%%

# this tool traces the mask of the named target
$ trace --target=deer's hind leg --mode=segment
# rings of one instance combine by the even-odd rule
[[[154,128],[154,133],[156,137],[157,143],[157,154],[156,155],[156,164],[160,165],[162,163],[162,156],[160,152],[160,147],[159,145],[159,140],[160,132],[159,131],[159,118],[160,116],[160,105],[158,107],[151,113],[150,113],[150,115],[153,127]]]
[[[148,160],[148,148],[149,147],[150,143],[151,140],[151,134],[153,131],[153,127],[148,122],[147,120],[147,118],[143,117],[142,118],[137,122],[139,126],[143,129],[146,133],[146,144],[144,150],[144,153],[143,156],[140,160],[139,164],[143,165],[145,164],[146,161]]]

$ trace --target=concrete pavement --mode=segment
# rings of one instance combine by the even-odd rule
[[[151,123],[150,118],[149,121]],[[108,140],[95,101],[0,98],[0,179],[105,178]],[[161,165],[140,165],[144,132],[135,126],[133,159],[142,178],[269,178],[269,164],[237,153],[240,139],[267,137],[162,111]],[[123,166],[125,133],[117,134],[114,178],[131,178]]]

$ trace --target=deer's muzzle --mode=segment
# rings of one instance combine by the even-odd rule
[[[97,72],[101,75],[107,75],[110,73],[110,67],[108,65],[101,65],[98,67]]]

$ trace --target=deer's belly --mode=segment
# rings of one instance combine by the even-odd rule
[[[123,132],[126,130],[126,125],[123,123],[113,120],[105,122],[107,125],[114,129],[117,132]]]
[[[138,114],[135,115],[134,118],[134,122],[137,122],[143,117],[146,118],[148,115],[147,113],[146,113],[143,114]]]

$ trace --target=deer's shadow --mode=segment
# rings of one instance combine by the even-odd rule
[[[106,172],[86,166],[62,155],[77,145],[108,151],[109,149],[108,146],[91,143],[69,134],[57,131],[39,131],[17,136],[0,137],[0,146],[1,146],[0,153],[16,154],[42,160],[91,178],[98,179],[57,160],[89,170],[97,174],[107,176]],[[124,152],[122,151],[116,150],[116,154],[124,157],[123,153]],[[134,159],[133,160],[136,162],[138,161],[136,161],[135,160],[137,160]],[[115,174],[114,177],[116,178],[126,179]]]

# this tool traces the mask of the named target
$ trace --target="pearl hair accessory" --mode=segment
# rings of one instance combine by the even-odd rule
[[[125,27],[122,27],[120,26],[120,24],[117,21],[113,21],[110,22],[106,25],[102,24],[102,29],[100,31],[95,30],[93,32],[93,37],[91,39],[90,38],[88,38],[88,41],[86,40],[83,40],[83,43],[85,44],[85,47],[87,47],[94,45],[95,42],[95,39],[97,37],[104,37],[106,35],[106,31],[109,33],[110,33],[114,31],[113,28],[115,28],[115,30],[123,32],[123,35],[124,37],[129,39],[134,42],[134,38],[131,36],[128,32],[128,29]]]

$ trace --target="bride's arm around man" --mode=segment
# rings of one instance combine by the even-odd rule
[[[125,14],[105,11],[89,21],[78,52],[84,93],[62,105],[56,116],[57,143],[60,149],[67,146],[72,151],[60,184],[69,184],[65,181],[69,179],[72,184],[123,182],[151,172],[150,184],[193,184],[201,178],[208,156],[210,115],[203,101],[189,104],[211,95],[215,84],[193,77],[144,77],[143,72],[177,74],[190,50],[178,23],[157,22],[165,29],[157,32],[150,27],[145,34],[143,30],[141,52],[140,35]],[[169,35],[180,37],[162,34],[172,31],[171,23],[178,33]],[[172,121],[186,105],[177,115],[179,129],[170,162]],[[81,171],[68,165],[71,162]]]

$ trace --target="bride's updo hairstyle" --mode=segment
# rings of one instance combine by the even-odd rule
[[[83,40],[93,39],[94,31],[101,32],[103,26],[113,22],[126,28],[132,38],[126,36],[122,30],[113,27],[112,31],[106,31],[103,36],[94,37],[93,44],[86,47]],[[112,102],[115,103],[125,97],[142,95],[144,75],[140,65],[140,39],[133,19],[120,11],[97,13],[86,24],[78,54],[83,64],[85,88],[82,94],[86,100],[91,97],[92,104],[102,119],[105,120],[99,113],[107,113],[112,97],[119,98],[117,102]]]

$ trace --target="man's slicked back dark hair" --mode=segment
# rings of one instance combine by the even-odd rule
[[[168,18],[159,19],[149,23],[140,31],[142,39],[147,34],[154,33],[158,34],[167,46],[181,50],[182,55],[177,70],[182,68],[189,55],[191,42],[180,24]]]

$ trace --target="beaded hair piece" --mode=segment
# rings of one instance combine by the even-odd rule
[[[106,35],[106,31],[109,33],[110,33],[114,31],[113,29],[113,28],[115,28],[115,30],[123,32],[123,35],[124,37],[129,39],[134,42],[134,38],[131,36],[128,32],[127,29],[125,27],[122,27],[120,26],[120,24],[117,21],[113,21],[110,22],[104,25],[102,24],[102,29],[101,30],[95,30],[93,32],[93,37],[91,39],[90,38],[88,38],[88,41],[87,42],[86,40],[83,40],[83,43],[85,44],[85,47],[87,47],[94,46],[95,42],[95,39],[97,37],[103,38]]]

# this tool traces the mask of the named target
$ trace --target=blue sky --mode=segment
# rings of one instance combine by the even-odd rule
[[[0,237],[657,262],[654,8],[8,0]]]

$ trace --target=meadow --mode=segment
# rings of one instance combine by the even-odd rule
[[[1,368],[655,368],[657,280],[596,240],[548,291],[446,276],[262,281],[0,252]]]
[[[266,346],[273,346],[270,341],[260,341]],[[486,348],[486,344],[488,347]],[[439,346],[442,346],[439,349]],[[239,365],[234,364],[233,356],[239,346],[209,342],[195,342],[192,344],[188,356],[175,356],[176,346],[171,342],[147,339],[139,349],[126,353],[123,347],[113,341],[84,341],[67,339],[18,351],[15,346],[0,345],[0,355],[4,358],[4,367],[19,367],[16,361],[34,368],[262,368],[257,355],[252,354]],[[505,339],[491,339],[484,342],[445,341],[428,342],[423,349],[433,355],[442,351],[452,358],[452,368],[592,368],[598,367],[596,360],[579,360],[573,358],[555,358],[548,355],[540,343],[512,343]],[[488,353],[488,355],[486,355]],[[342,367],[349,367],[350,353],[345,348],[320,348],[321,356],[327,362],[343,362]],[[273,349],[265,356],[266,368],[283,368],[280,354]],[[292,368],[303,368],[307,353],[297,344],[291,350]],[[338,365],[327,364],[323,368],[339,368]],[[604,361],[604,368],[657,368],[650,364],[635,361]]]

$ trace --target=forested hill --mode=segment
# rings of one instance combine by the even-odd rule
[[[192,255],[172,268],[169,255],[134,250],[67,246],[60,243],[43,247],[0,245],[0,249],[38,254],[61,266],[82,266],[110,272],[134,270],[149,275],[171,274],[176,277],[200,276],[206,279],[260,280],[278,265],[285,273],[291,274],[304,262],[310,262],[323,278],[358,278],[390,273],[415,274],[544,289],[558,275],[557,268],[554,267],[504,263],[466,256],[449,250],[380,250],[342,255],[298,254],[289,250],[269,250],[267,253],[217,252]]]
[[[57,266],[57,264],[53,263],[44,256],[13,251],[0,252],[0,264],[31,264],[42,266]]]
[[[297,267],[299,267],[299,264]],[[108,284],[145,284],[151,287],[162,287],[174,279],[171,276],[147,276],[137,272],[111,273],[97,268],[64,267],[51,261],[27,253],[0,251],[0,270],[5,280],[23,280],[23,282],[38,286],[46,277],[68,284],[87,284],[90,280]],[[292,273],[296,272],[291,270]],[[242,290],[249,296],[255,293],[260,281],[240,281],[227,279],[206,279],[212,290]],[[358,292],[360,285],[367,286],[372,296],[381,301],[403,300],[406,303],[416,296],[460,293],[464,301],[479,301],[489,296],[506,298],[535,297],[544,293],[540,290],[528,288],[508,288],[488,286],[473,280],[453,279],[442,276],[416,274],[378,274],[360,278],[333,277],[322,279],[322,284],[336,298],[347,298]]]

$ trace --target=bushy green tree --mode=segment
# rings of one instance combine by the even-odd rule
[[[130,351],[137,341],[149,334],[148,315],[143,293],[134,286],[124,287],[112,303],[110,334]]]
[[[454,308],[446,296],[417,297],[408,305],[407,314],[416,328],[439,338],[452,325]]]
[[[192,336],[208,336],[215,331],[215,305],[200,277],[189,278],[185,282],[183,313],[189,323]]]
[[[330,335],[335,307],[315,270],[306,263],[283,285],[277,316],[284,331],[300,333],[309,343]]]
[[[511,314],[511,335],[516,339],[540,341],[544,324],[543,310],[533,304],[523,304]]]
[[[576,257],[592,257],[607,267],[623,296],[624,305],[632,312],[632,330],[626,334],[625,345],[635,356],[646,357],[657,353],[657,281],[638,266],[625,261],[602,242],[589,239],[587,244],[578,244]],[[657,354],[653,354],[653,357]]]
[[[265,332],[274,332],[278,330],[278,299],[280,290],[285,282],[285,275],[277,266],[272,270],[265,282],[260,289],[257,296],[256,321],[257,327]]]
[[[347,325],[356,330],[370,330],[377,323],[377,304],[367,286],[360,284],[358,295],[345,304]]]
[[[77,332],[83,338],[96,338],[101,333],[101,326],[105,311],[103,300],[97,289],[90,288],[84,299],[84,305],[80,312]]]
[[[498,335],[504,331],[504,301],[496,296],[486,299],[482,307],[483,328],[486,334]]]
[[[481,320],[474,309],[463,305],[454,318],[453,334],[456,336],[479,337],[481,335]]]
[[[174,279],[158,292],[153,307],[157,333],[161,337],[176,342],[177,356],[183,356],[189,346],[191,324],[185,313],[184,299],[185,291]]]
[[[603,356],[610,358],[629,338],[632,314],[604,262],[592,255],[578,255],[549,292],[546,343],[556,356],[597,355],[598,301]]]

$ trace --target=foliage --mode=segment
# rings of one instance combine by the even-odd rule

%%

• **What you should do**
Repeat only the stretch of lines that opens with the line containing "trace --target=foliage --mode=segment" and closes with the final line of the entries, both included, exactly as written.

• **Response to this exercise**
$ trace --target=foliage --mode=segment
# rings of one instance combine by the even-odd rule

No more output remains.